begin Data supplied

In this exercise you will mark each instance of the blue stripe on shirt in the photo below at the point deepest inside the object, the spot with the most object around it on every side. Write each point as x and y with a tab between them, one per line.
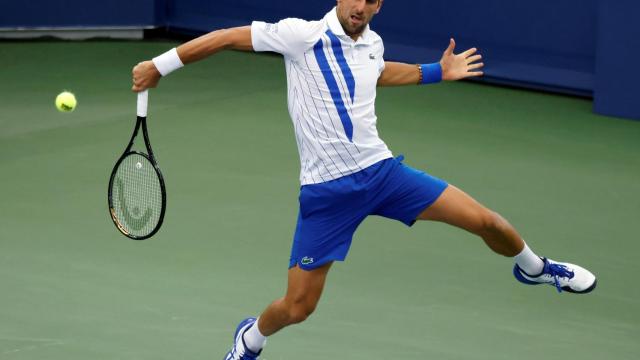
336	45
321	58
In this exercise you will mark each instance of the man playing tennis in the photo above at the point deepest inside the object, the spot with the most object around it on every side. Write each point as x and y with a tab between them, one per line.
333	67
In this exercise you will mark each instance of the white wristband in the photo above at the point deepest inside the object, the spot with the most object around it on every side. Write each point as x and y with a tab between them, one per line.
168	62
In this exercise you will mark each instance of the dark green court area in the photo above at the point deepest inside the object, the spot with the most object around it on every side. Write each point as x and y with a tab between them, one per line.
73	288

end Data supplied

# What is needed
Copy out all of the material above word for word, line for line, but leave out the pictures.

# Solution to this task
In this exercise you will mark each instance of the blue stripe on shirt in the photo below at the point deepest inside the object, the spot with the most object around it on every side. Write each point as x and y with a tab between them, one per line.
336	45
321	58
In this exercise you will mark each instance of the man playing tennis in the photo above at the point deepest inside the object, the spot with the most object around it on every side. Write each point as x and y with a tab between them, one per line.
333	67
In this exercise you will mark each instance of the white wristband in the photo above at the point deepest inside the object, the spot with the most object around it on every side. Write each point as x and y with a tab between them, one per line.
168	62
In this exercise you will mark each instance of the dark green court area in the photo above at the point deepest inside the object, the spot with the most object around it on every side. Write each point as x and y with a tab between them, one per line.
73	288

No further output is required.